━━━ Extracted entries

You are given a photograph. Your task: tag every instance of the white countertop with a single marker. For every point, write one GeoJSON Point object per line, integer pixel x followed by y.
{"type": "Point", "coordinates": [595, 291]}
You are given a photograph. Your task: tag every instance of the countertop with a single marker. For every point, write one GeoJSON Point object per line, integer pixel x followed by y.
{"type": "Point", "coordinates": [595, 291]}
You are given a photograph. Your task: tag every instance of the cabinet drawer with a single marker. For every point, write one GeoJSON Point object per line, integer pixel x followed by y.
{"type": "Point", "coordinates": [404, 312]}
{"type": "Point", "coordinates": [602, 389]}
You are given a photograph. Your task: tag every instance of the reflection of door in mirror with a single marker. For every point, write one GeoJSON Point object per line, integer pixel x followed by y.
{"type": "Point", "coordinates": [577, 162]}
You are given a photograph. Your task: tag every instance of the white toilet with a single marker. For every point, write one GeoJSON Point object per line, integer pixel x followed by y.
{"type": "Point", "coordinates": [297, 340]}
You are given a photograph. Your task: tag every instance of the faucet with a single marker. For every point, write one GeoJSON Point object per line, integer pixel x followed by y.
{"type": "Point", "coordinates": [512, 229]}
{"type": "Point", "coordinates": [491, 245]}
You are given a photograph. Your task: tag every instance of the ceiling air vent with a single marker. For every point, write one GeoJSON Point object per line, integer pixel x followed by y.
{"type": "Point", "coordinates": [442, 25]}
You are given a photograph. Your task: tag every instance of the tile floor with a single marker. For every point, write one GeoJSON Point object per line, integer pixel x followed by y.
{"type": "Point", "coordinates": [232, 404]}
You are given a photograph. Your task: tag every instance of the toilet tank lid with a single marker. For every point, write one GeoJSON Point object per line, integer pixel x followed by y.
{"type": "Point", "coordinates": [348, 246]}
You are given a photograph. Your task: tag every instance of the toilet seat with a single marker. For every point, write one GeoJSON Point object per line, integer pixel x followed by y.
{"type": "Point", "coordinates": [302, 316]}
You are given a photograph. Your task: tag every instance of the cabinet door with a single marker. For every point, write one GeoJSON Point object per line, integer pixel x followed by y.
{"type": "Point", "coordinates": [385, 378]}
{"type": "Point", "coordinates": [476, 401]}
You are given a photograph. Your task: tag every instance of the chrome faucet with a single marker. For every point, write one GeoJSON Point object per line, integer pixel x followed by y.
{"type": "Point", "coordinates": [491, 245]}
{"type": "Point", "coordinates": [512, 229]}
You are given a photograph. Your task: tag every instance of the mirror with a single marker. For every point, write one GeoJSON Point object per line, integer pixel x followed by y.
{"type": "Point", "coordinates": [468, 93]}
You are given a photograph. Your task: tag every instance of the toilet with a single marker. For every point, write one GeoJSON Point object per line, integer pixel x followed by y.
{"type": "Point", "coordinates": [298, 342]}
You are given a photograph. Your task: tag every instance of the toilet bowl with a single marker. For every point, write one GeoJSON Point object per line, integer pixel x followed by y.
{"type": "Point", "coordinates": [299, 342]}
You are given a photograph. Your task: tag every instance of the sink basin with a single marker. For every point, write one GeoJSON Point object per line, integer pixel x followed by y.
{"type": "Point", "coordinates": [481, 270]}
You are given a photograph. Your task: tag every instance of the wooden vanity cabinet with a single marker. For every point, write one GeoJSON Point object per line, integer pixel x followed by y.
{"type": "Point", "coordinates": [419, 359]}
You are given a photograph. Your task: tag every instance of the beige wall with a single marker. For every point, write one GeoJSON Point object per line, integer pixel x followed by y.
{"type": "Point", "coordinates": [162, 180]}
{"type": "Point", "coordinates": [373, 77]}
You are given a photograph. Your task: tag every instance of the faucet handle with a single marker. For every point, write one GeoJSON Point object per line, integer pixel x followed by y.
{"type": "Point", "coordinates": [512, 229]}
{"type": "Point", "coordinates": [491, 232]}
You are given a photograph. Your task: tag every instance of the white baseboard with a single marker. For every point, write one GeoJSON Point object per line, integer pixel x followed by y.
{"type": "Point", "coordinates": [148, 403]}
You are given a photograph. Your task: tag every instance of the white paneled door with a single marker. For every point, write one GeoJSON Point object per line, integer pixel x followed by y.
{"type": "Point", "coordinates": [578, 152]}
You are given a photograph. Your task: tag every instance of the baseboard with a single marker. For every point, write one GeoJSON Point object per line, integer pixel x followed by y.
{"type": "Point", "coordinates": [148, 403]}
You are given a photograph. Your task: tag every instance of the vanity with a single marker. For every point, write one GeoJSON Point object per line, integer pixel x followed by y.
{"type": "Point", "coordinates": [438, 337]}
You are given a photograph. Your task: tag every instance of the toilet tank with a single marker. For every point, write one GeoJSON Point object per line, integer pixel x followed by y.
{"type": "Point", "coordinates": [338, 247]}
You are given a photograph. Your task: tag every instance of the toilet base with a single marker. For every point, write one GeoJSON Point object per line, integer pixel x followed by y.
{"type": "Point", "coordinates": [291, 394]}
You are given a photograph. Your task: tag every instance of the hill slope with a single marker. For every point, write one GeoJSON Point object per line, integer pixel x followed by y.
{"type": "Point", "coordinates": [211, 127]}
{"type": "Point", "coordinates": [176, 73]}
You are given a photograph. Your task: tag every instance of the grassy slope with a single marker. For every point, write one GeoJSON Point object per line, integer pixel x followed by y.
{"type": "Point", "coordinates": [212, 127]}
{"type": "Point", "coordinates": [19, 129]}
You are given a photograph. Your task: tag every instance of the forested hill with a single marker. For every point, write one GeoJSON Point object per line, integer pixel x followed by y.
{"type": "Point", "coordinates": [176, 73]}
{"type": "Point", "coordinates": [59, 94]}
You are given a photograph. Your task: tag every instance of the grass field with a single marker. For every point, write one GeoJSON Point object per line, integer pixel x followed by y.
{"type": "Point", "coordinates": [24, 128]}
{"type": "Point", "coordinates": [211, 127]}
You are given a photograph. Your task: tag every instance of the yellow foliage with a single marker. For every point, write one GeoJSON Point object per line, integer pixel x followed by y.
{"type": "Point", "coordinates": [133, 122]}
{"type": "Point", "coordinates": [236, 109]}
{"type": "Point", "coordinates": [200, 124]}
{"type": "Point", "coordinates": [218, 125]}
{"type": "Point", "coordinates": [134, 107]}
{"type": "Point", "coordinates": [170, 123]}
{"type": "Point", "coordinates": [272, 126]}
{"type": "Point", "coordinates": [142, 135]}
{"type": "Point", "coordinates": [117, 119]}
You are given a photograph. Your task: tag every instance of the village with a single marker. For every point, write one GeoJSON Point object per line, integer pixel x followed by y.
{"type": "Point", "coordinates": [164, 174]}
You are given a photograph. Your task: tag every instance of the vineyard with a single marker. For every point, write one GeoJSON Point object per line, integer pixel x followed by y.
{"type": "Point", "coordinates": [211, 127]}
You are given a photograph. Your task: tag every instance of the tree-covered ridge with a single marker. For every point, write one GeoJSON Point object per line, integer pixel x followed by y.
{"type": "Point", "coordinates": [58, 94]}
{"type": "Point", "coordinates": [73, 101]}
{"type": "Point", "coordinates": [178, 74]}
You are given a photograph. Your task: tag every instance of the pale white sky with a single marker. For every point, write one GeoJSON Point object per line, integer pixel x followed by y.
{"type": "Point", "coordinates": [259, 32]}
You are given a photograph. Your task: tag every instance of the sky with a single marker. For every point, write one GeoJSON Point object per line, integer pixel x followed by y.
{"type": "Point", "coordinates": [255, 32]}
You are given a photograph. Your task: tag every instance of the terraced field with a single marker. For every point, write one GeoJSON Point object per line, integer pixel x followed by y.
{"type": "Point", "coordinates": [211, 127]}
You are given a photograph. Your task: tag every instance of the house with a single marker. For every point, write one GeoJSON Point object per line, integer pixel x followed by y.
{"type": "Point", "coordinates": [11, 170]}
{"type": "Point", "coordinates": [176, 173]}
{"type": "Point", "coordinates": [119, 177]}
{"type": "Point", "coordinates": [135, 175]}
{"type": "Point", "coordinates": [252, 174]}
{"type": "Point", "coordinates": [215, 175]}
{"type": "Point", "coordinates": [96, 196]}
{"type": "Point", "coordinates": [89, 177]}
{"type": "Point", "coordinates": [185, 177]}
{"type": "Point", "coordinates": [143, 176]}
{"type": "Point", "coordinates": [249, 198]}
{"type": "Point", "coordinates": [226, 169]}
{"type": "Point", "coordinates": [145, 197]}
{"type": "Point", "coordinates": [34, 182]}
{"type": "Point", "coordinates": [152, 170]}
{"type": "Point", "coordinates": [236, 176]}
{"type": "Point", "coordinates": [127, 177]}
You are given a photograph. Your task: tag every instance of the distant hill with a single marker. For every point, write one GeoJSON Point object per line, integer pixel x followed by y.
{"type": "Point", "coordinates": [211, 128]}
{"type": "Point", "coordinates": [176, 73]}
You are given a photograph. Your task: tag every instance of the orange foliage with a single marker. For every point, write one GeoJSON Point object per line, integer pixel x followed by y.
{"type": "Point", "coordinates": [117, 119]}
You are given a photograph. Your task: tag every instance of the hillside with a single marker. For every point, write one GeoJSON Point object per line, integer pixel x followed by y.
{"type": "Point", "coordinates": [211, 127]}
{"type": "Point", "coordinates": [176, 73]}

━━━━━━

§ Set task
Convert the part of the material that opens with the line containing "of the hillside" and runs through the end of the material into a Markdown table with the columns Row and Line. Number each line, and leave out any blank lines.

§ Worked solution
| Row | Line |
|---|---|
| 1 | You are given a photograph. Your task: tag every instance of the hillside with a single marker. For every point, write one GeoJSON Point object per line, integer pixel x followed by y. |
| 2 | {"type": "Point", "coordinates": [211, 127]} |
| 3 | {"type": "Point", "coordinates": [176, 73]} |